(Short exercise): Recast the listing below as a Markdown table with the columns Row and Line, starting at the line that contains "occurrence of overcast" and ending at the last line of the listing. Leave out any blank lines.

[Records contained in a dataset]
• • •
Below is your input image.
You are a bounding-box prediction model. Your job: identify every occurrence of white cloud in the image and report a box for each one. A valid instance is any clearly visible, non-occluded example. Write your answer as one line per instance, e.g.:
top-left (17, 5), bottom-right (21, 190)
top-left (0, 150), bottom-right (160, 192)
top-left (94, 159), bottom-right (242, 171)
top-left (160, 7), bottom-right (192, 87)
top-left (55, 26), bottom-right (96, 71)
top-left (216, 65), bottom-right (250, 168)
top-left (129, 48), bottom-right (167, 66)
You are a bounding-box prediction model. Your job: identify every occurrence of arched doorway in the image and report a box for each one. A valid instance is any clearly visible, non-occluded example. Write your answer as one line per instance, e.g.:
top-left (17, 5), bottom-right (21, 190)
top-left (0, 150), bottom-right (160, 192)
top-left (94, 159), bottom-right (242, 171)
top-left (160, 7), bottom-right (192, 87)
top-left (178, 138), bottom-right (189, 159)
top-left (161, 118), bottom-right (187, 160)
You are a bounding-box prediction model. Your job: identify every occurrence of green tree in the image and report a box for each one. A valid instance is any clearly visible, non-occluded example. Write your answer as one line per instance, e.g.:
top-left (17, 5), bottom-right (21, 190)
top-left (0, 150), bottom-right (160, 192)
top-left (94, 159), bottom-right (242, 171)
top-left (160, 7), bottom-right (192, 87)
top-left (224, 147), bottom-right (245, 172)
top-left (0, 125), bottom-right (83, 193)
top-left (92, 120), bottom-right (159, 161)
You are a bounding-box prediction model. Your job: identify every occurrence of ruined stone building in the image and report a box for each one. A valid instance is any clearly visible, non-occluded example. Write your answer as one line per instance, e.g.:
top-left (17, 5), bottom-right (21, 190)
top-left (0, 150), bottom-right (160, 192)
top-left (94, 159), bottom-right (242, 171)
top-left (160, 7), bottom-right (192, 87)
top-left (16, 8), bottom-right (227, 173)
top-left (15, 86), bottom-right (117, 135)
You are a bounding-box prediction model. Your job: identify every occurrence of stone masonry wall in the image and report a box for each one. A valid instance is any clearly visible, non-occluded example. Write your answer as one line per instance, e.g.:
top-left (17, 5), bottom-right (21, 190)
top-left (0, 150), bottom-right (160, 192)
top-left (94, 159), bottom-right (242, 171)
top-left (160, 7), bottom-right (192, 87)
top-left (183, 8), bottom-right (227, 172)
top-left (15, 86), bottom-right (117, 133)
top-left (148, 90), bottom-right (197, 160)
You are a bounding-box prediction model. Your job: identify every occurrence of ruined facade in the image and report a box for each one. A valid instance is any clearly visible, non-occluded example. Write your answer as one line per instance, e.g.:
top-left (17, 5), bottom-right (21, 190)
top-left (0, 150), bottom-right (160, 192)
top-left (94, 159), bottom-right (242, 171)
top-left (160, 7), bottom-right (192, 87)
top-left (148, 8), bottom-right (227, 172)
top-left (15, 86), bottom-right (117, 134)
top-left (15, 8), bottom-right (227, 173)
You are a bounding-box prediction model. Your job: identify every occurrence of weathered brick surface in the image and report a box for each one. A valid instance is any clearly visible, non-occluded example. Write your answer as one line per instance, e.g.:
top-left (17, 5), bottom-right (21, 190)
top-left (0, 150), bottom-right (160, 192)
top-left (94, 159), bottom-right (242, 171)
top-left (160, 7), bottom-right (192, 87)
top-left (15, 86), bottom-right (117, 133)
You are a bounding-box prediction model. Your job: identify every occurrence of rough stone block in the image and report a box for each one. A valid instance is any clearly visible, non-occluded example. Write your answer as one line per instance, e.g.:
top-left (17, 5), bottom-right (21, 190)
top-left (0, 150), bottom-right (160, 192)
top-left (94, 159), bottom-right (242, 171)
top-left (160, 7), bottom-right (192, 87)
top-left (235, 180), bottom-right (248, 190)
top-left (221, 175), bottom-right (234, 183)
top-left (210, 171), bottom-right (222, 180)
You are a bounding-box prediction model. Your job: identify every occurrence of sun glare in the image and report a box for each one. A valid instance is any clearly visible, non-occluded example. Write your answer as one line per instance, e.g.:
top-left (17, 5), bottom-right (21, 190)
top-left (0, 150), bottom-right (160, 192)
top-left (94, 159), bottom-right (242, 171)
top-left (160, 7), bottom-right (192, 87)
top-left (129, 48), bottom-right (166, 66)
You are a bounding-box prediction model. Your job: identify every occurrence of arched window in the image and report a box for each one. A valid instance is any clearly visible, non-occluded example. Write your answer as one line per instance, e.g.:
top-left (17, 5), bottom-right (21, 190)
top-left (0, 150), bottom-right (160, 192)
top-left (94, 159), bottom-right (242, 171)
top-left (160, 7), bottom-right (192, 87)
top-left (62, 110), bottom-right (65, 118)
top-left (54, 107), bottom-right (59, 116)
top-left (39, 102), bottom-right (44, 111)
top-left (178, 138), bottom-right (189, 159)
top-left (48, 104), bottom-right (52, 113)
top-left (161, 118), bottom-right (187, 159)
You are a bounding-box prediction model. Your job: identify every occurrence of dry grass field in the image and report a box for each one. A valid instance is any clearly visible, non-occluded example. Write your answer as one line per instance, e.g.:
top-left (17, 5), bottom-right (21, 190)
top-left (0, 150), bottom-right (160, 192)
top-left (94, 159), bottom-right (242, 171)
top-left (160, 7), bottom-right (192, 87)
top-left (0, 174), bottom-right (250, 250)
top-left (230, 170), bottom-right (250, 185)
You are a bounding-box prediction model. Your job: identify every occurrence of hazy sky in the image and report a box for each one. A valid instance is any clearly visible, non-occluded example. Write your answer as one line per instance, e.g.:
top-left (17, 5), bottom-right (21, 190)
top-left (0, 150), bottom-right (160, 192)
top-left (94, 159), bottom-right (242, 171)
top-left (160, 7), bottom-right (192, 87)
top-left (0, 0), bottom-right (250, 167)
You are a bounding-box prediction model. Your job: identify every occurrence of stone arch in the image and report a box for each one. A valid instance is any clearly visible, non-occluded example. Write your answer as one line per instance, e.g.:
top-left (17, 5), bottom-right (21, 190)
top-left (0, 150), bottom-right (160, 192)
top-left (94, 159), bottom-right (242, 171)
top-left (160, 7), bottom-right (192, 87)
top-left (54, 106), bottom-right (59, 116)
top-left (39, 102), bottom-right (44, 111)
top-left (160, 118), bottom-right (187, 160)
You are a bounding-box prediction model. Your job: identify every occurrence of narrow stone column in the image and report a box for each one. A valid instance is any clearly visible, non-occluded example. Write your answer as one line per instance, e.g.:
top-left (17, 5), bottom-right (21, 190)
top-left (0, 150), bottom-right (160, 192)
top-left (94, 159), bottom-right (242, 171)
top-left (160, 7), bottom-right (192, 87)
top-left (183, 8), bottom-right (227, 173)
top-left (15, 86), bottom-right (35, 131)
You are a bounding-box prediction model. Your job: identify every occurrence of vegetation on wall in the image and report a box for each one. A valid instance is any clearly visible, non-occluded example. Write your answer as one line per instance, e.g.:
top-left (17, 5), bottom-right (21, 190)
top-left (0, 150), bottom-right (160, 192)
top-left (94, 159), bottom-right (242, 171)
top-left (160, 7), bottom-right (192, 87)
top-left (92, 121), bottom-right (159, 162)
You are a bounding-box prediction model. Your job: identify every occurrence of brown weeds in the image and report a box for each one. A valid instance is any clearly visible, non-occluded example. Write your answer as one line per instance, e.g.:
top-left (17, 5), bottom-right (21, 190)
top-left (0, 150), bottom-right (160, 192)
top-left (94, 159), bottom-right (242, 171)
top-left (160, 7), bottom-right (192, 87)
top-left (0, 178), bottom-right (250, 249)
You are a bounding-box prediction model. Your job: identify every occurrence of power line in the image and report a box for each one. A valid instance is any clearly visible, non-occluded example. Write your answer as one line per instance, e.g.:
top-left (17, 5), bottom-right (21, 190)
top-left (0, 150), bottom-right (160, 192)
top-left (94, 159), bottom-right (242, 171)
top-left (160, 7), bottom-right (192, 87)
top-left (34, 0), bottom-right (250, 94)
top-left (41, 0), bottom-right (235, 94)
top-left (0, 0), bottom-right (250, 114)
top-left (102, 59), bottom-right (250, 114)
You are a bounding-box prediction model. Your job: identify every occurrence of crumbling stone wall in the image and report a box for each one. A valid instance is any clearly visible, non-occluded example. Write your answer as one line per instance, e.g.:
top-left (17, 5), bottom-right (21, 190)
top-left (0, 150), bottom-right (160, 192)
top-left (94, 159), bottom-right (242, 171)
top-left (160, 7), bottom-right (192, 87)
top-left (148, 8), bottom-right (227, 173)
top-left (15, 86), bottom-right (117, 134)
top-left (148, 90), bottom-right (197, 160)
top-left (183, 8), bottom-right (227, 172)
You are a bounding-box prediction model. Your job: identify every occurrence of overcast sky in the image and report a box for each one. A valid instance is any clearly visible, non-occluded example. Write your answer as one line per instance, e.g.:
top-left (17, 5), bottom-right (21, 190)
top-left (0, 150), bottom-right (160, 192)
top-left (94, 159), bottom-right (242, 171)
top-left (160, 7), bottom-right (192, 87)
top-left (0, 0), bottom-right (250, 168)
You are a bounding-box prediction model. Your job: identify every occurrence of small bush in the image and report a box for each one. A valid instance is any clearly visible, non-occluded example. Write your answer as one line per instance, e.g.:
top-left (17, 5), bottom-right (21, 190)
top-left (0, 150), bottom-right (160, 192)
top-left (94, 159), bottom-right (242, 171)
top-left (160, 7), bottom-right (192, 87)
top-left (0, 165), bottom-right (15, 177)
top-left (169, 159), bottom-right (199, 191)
• • •
(Written response):
| Row | Line |
|---|---|
| 1 | You are a bounding-box prediction model. Your job: identify every occurrence of overcast sky in the image and report a box for each one. A valid instance is any clearly visible, non-occluded example. Write your answer as one line per instance, e.g.: |
| 2 | top-left (17, 5), bottom-right (21, 190) |
| 3 | top-left (0, 150), bottom-right (160, 192) |
| 4 | top-left (94, 159), bottom-right (242, 171) |
| 5 | top-left (160, 7), bottom-right (192, 87) |
| 6 | top-left (0, 0), bottom-right (250, 168) |
| 7 | You are a bounding-box prediction model. Your job: identify every occurrence of small bush in the image and report a box for each one. A valid instance is any clearly visible, non-occluded example. Write your answer as one line per instance, e.g.: |
| 8 | top-left (17, 5), bottom-right (21, 190) |
| 9 | top-left (0, 150), bottom-right (160, 192) |
| 10 | top-left (94, 159), bottom-right (242, 171) |
| 11 | top-left (160, 7), bottom-right (192, 87) |
| 12 | top-left (0, 165), bottom-right (15, 177) |
| 13 | top-left (169, 159), bottom-right (199, 191) |